-- Start of Data in this exercise --
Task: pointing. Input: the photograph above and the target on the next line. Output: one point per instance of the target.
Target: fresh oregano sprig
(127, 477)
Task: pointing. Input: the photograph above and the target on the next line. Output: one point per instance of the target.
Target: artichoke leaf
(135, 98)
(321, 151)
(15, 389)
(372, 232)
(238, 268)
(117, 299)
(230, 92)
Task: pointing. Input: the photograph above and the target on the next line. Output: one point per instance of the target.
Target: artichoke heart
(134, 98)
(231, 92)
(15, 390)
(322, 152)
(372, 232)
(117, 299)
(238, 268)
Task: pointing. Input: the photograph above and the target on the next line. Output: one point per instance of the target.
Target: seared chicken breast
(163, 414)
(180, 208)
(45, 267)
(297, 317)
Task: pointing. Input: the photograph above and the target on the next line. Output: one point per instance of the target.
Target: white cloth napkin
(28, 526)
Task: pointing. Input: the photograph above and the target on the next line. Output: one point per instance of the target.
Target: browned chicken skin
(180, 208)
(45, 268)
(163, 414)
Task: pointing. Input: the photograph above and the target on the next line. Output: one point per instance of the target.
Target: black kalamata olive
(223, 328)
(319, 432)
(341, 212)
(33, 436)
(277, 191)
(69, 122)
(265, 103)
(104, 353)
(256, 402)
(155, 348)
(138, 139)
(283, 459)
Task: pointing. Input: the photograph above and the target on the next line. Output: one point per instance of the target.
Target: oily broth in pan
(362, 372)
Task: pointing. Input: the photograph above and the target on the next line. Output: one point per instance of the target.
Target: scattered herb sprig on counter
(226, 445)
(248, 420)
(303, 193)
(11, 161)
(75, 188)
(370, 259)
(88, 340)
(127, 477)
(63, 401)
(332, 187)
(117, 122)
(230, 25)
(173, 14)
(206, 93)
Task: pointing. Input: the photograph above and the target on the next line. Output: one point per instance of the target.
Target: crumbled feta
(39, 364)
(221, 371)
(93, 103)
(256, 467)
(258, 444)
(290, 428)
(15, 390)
-- End of Data in this exercise --
What needs to be done:
Count the lines in the rows above that contain the string "artichoke", treating case as significant, and reply with that number alone.

Exercise output:
2